--- TASK DIRECTIONS ---
Exactly the lines from the one containing "Target: pointed roof of tower" through the end of the data below are to be reproduced, and nothing besides them.

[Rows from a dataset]
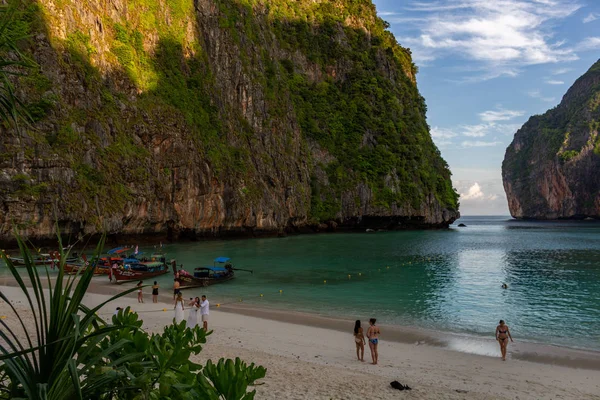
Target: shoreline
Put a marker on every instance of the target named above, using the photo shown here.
(308, 362)
(528, 351)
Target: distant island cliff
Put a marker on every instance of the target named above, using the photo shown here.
(551, 169)
(218, 117)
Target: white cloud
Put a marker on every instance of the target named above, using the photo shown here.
(478, 143)
(442, 133)
(499, 115)
(482, 197)
(480, 130)
(442, 136)
(535, 94)
(500, 34)
(589, 43)
(590, 17)
(491, 128)
(474, 192)
(561, 71)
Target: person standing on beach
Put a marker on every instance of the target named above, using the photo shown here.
(176, 289)
(179, 316)
(204, 310)
(359, 339)
(155, 292)
(373, 335)
(140, 294)
(502, 336)
(192, 320)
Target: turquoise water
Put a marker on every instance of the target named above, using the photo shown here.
(446, 280)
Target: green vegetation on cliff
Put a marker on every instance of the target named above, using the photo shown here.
(550, 169)
(229, 74)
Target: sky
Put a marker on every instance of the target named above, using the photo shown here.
(485, 67)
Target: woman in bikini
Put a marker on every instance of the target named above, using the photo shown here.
(155, 292)
(373, 335)
(140, 294)
(359, 340)
(502, 336)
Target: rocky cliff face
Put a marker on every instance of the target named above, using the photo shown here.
(213, 117)
(550, 170)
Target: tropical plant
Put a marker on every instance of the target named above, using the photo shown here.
(72, 353)
(158, 366)
(12, 60)
(43, 361)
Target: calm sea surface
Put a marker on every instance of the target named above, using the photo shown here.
(446, 280)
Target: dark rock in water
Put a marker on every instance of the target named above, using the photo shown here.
(399, 386)
(550, 170)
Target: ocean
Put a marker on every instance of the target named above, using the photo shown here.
(443, 280)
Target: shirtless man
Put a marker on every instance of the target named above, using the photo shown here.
(176, 290)
(373, 335)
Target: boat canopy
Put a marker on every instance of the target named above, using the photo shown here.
(214, 269)
(118, 250)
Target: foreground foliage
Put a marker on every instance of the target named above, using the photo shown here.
(71, 353)
(12, 60)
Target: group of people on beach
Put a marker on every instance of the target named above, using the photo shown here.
(141, 294)
(196, 304)
(372, 335)
(502, 336)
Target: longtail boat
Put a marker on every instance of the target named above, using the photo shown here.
(137, 271)
(206, 276)
(43, 259)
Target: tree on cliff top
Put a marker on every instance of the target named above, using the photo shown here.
(12, 109)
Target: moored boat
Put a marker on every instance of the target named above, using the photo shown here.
(43, 259)
(137, 271)
(206, 276)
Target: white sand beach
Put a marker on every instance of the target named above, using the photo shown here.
(308, 362)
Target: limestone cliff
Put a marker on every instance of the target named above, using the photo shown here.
(215, 117)
(550, 170)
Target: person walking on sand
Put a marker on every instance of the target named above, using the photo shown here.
(140, 294)
(204, 311)
(192, 320)
(502, 336)
(155, 292)
(359, 340)
(176, 289)
(373, 335)
(179, 309)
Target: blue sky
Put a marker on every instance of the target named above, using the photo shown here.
(486, 66)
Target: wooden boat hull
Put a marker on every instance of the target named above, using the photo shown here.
(131, 275)
(74, 269)
(19, 262)
(189, 281)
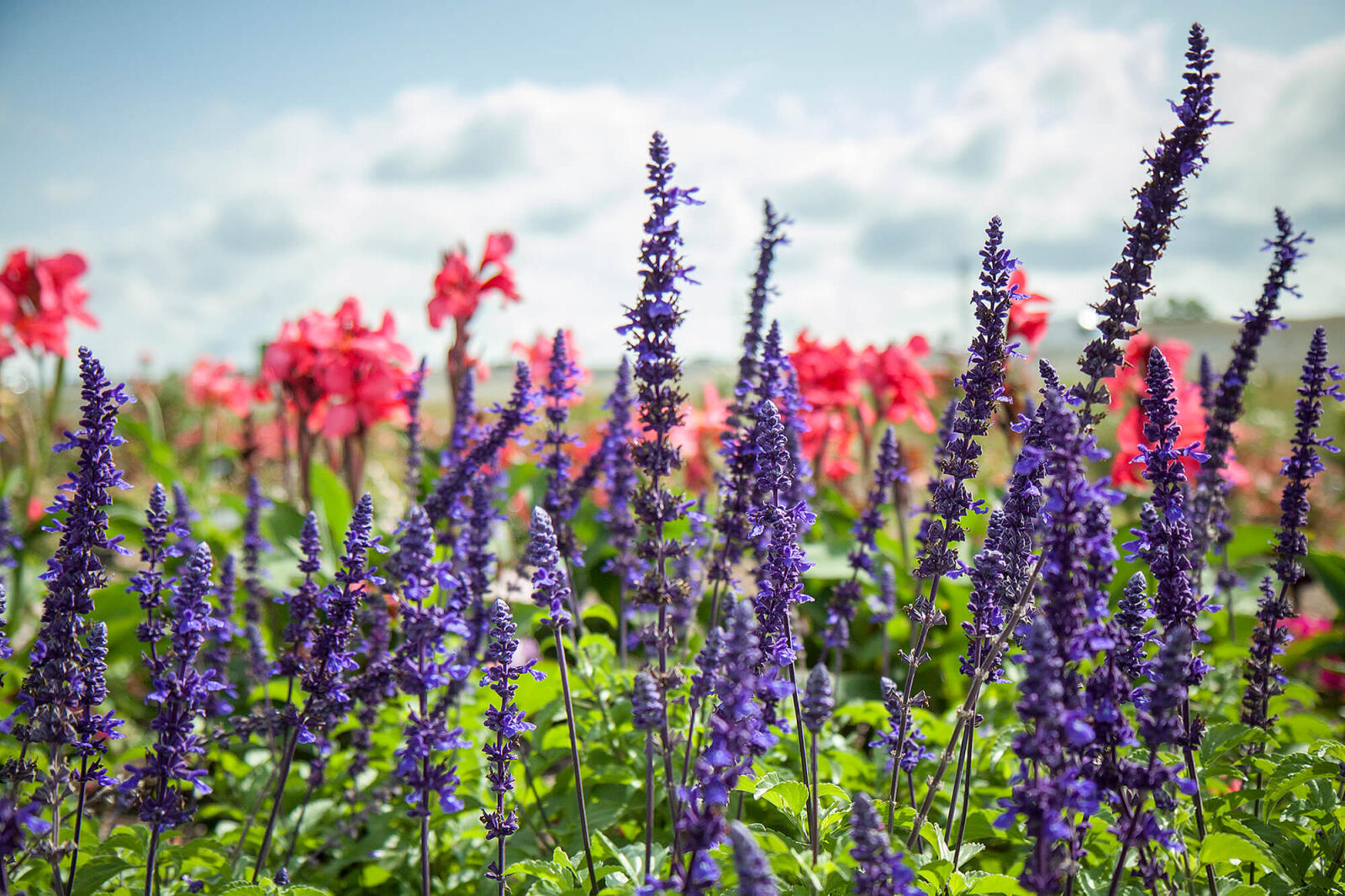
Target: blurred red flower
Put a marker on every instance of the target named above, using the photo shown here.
(833, 380)
(459, 288)
(1029, 315)
(38, 299)
(538, 356)
(336, 373)
(699, 437)
(1308, 626)
(217, 383)
(901, 387)
(1130, 380)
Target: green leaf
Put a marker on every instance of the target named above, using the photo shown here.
(789, 795)
(1329, 569)
(98, 871)
(997, 884)
(1221, 848)
(331, 499)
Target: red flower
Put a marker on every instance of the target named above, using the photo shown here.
(900, 385)
(831, 381)
(459, 288)
(1306, 626)
(1029, 314)
(1126, 470)
(538, 356)
(215, 383)
(38, 298)
(699, 437)
(340, 374)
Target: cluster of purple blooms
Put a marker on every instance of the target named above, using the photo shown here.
(1105, 698)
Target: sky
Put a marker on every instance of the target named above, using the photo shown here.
(225, 167)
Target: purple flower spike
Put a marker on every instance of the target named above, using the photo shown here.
(549, 588)
(1180, 155)
(646, 703)
(508, 723)
(1320, 381)
(444, 502)
(780, 572)
(817, 700)
(167, 782)
(1224, 398)
(58, 683)
(845, 599)
(1163, 539)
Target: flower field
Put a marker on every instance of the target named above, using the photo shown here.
(849, 619)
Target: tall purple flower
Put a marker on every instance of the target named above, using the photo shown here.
(549, 589)
(217, 653)
(841, 609)
(167, 782)
(780, 572)
(423, 667)
(256, 595)
(509, 724)
(1049, 786)
(183, 515)
(57, 689)
(1158, 202)
(1002, 568)
(558, 392)
(737, 732)
(737, 443)
(903, 741)
(880, 872)
(148, 582)
(324, 676)
(779, 382)
(982, 390)
(1320, 381)
(1224, 405)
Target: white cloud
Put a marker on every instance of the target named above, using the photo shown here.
(307, 208)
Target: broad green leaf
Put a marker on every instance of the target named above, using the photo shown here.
(1221, 848)
(98, 871)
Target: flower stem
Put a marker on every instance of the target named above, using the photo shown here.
(649, 802)
(282, 777)
(965, 712)
(575, 756)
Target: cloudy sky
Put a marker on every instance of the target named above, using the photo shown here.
(228, 166)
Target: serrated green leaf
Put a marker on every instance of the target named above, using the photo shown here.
(1223, 848)
(98, 871)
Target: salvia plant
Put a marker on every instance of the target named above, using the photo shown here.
(1086, 660)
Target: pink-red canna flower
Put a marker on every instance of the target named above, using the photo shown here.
(217, 383)
(538, 356)
(38, 299)
(459, 288)
(901, 387)
(336, 373)
(1029, 315)
(699, 437)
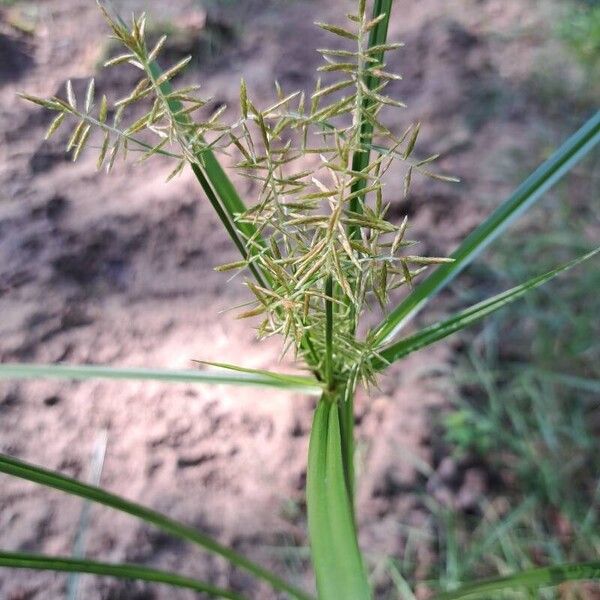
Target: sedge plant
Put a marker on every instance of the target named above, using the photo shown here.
(318, 252)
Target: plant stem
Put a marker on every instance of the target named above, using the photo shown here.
(329, 333)
(337, 561)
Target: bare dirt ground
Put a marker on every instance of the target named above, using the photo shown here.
(118, 270)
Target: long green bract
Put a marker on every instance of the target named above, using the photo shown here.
(23, 470)
(531, 190)
(21, 560)
(464, 318)
(82, 372)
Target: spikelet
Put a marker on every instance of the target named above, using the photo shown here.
(320, 235)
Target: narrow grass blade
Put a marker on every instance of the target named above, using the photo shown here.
(23, 470)
(80, 543)
(532, 578)
(539, 182)
(289, 380)
(20, 560)
(80, 372)
(464, 318)
(336, 557)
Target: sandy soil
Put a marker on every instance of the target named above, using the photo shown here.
(118, 270)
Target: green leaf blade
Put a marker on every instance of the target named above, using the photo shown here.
(17, 468)
(464, 318)
(21, 560)
(248, 377)
(336, 557)
(541, 180)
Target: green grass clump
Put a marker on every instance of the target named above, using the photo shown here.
(318, 251)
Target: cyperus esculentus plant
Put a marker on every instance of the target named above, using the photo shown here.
(318, 250)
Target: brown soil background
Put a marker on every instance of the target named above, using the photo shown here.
(118, 270)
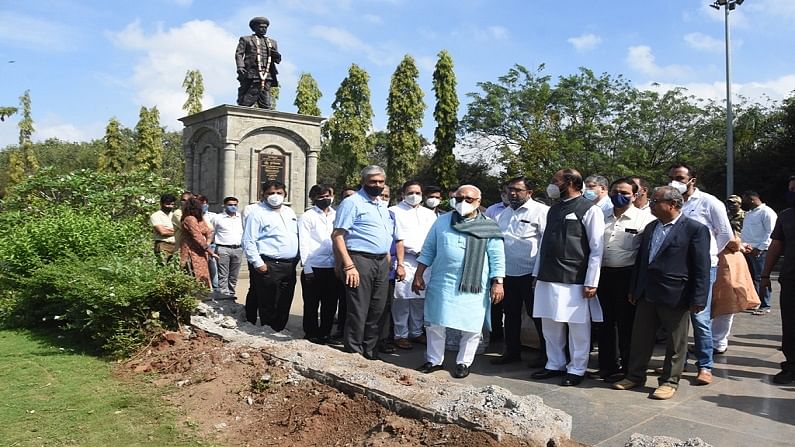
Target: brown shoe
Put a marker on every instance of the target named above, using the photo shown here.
(402, 343)
(663, 392)
(704, 377)
(625, 384)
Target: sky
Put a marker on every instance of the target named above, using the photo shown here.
(85, 61)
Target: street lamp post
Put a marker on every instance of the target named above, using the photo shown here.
(728, 5)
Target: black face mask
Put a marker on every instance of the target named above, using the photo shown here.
(373, 191)
(323, 203)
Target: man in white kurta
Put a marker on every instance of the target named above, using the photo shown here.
(464, 281)
(567, 271)
(412, 222)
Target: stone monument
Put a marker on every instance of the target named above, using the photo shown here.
(232, 150)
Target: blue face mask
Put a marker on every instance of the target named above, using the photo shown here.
(620, 200)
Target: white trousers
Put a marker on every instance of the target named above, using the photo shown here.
(408, 316)
(467, 348)
(579, 345)
(721, 327)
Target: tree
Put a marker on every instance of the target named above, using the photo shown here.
(111, 158)
(194, 87)
(348, 126)
(446, 115)
(307, 95)
(149, 140)
(405, 110)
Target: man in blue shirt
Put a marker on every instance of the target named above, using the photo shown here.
(361, 238)
(270, 242)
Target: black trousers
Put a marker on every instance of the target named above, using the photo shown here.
(271, 294)
(615, 333)
(787, 300)
(322, 292)
(365, 304)
(519, 291)
(252, 91)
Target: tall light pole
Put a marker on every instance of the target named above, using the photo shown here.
(728, 5)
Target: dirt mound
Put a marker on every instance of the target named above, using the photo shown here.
(243, 396)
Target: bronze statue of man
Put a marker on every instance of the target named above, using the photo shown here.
(256, 57)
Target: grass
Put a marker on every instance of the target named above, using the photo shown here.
(54, 395)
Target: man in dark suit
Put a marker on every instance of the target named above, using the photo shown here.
(670, 279)
(256, 57)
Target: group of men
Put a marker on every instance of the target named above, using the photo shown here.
(227, 233)
(640, 264)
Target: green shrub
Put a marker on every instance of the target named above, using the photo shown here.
(28, 243)
(113, 301)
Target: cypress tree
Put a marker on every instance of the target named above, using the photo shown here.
(446, 115)
(307, 95)
(349, 123)
(149, 140)
(194, 87)
(110, 160)
(405, 110)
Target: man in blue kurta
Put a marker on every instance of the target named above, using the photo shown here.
(466, 254)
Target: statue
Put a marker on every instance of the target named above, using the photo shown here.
(256, 57)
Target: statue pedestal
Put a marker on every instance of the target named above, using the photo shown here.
(232, 150)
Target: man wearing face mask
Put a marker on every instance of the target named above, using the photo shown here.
(228, 241)
(596, 192)
(707, 210)
(270, 241)
(163, 229)
(783, 243)
(522, 225)
(465, 252)
(624, 227)
(320, 287)
(567, 272)
(412, 222)
(433, 198)
(361, 239)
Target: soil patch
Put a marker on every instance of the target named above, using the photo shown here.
(243, 396)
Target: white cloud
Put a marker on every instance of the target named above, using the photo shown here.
(33, 32)
(641, 59)
(167, 54)
(777, 89)
(585, 42)
(498, 32)
(702, 41)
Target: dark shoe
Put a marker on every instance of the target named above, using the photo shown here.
(784, 378)
(546, 374)
(571, 380)
(429, 367)
(371, 356)
(506, 359)
(461, 371)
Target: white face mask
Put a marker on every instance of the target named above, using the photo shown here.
(553, 191)
(464, 208)
(679, 186)
(413, 199)
(275, 200)
(432, 202)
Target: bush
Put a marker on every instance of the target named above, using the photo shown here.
(27, 244)
(115, 302)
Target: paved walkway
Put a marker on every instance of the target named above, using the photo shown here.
(740, 408)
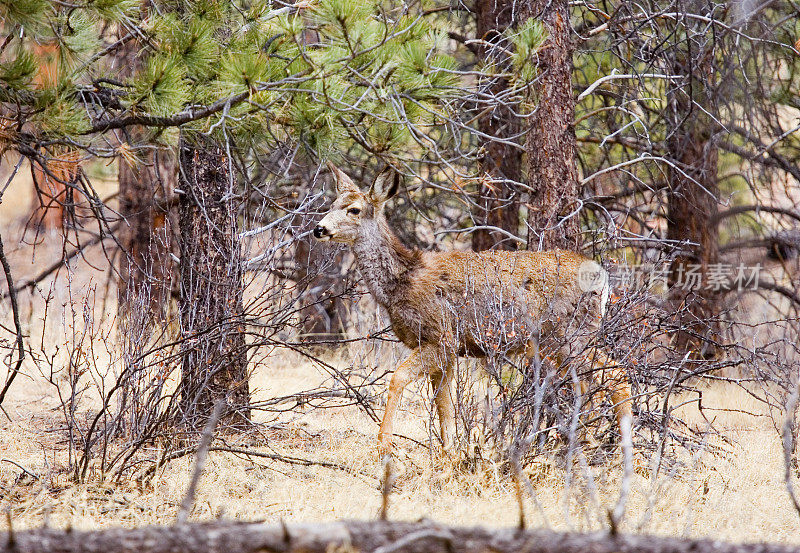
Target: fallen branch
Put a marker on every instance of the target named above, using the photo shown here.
(355, 537)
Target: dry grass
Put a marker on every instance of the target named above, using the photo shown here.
(740, 497)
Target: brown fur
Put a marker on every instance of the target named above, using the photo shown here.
(445, 304)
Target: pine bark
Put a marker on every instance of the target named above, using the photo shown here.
(693, 195)
(355, 537)
(214, 352)
(551, 146)
(501, 163)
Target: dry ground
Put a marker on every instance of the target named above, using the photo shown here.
(737, 497)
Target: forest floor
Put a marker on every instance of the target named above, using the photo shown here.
(738, 495)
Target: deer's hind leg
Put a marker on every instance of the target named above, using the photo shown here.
(441, 382)
(611, 378)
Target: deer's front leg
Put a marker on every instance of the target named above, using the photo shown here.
(408, 371)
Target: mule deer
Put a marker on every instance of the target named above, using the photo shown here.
(445, 304)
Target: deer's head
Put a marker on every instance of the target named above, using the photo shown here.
(355, 212)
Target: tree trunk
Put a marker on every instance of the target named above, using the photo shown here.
(145, 196)
(693, 192)
(355, 537)
(53, 183)
(551, 147)
(214, 354)
(501, 164)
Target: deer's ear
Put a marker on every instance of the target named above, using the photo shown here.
(385, 186)
(344, 184)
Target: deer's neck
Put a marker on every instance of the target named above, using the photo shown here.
(384, 262)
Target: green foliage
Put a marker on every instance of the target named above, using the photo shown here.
(161, 90)
(114, 11)
(18, 72)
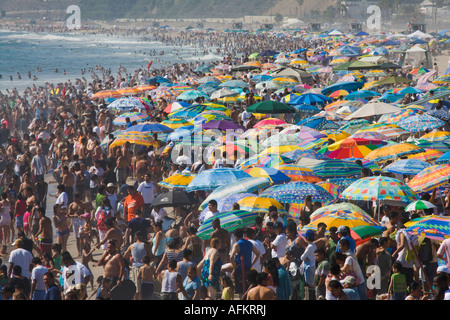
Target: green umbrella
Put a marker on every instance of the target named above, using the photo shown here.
(272, 107)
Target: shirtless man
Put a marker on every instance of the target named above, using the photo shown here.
(68, 181)
(76, 209)
(225, 240)
(261, 292)
(45, 232)
(113, 263)
(113, 233)
(61, 223)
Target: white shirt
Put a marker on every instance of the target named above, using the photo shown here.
(38, 274)
(280, 242)
(262, 250)
(62, 200)
(21, 257)
(73, 275)
(147, 191)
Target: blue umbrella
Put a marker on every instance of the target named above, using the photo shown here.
(361, 94)
(296, 191)
(407, 166)
(310, 98)
(347, 86)
(213, 178)
(149, 127)
(192, 95)
(443, 159)
(318, 123)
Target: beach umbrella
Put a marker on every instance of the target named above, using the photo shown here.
(271, 107)
(319, 123)
(259, 204)
(297, 154)
(104, 94)
(297, 173)
(149, 128)
(192, 95)
(245, 185)
(427, 155)
(433, 227)
(222, 125)
(379, 189)
(133, 116)
(443, 159)
(174, 198)
(138, 138)
(336, 168)
(421, 122)
(126, 104)
(430, 178)
(373, 108)
(439, 114)
(178, 180)
(230, 221)
(275, 176)
(211, 179)
(296, 191)
(419, 205)
(395, 151)
(407, 166)
(310, 99)
(364, 233)
(270, 121)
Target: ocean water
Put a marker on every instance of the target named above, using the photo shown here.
(23, 52)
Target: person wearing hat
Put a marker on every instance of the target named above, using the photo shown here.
(344, 233)
(279, 244)
(308, 266)
(349, 283)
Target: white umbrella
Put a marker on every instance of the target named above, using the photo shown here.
(373, 108)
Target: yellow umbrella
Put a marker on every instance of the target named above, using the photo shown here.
(259, 204)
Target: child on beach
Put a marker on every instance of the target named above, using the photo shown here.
(398, 287)
(146, 276)
(86, 258)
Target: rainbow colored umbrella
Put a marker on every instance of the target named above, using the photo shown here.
(296, 191)
(230, 221)
(379, 188)
(297, 173)
(393, 151)
(133, 116)
(434, 227)
(179, 180)
(274, 175)
(259, 204)
(427, 155)
(139, 138)
(430, 178)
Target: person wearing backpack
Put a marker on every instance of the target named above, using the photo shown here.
(102, 214)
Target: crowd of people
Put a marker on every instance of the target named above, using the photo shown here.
(104, 197)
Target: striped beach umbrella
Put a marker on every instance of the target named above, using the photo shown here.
(433, 227)
(133, 116)
(430, 178)
(379, 188)
(260, 204)
(230, 221)
(274, 175)
(296, 191)
(139, 138)
(297, 173)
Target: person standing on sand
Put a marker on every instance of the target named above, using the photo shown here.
(113, 264)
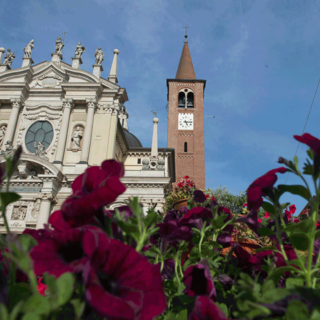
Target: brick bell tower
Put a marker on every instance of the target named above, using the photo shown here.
(185, 120)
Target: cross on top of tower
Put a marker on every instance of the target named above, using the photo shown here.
(186, 27)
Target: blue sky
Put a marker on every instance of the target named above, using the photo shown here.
(261, 60)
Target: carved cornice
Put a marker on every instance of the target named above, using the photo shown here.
(67, 103)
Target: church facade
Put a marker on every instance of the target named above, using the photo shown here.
(67, 119)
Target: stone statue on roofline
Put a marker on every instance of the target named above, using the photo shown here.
(99, 55)
(79, 50)
(28, 49)
(8, 58)
(59, 46)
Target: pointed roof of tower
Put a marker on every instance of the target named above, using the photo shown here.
(185, 69)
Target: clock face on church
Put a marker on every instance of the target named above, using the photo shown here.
(185, 121)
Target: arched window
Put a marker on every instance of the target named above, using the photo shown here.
(181, 100)
(190, 98)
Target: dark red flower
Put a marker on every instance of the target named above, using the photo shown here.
(198, 281)
(199, 196)
(92, 190)
(42, 287)
(121, 284)
(310, 141)
(67, 251)
(251, 220)
(262, 187)
(205, 309)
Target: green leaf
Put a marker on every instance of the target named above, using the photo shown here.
(223, 308)
(297, 310)
(37, 304)
(8, 197)
(31, 316)
(275, 294)
(127, 227)
(268, 207)
(291, 283)
(78, 307)
(4, 315)
(277, 273)
(267, 286)
(27, 242)
(305, 226)
(16, 310)
(65, 287)
(18, 292)
(296, 189)
(263, 232)
(265, 248)
(300, 241)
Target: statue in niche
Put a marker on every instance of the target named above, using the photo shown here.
(79, 50)
(28, 49)
(8, 58)
(59, 46)
(99, 55)
(2, 134)
(76, 137)
(19, 213)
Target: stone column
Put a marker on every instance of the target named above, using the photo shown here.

--- CORRECT RESULT ---
Target: pointed roof of tower
Put a marker on every instance of the target named above, using the photo shown here.
(185, 69)
Target: clock face on church
Put a marker on every instance of the target named above, using the photo shown here.
(185, 121)
Target: arched window
Put a marker on every instance of the target named above, using the photo shown here.
(181, 100)
(190, 98)
Target: dark red flower
Put a marker on every instance of the target named above, using the photo shown here.
(198, 281)
(199, 196)
(92, 190)
(42, 287)
(121, 284)
(310, 141)
(67, 251)
(251, 220)
(262, 187)
(205, 309)
Target: green leaf
Put a marker on every instance of the target named above, using the photo shown here.
(223, 308)
(297, 310)
(37, 304)
(8, 197)
(31, 316)
(275, 294)
(127, 227)
(268, 207)
(291, 283)
(78, 307)
(4, 315)
(277, 273)
(267, 286)
(27, 242)
(305, 226)
(16, 310)
(65, 287)
(18, 292)
(296, 189)
(263, 232)
(265, 248)
(300, 241)
Target: statue in niche
Put a marker on every instance of the target named above, using the photo shown here.
(79, 50)
(28, 49)
(8, 58)
(59, 46)
(99, 55)
(2, 134)
(76, 137)
(19, 213)
Target: stone column
Put a marker on every instance of the target named above, using the photo shown here.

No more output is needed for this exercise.